Point localization data
"""
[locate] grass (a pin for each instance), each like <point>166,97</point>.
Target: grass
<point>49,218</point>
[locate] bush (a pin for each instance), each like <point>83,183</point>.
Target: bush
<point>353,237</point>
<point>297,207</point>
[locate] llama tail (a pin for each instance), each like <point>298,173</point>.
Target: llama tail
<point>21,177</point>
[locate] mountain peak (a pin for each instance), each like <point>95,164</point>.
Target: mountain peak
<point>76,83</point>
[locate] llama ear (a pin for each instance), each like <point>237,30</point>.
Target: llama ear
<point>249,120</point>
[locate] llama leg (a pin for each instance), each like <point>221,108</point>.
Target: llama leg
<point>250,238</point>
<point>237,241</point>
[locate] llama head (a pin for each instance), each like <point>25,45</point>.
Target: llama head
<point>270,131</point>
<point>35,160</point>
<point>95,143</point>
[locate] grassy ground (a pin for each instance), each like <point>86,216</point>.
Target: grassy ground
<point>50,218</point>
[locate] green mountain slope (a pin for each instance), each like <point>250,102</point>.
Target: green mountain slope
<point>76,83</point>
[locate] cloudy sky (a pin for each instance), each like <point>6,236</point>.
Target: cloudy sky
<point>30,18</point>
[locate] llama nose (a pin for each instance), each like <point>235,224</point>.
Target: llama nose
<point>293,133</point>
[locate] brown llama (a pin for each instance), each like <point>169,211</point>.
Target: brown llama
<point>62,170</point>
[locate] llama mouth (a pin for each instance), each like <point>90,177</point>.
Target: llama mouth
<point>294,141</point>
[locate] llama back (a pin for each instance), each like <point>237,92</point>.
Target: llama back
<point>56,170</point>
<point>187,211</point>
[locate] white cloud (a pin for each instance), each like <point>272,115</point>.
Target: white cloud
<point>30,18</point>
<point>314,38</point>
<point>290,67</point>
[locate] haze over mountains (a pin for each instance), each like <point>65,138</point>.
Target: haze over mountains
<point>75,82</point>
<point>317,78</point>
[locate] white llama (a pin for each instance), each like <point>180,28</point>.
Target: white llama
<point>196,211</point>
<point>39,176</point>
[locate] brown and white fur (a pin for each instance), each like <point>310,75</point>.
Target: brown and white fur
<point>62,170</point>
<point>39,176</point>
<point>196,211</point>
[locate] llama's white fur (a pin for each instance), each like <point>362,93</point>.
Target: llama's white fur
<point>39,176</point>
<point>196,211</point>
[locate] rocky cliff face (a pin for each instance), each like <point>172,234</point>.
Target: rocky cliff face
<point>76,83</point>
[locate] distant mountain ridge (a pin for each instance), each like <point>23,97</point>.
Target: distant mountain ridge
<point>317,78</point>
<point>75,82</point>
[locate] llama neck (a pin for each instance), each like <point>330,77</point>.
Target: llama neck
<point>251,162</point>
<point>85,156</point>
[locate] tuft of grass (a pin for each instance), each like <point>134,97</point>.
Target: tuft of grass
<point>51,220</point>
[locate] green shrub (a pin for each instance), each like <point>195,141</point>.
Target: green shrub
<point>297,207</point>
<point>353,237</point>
"""
**DESCRIPTION OF THE TASK**: Find the line that contains "Target: llama's white fur" in the data above. Reproduce it and every later line exactly, through the last one.

**RESPONSE AREA**:
Target: llama's white fur
<point>39,176</point>
<point>196,211</point>
[locate] rocky cliff face (a pin for each instance), each like <point>172,234</point>.
Target: rocky cliff face
<point>76,83</point>
[locate] distant mountain ridge (a pin for each instance), each like <point>23,97</point>.
Target: distant mountain ridge
<point>317,78</point>
<point>75,82</point>
[locate] llama neck (a pin for each instance), each like <point>330,77</point>.
Target: llama neck
<point>251,162</point>
<point>85,156</point>
[locate] tuft of grass (a pin for each instance), each like <point>134,97</point>.
Target: tuft of grass
<point>51,220</point>
[locate] green shrub (a pin for each instance), each like <point>195,141</point>.
Target: green shrub
<point>297,207</point>
<point>353,237</point>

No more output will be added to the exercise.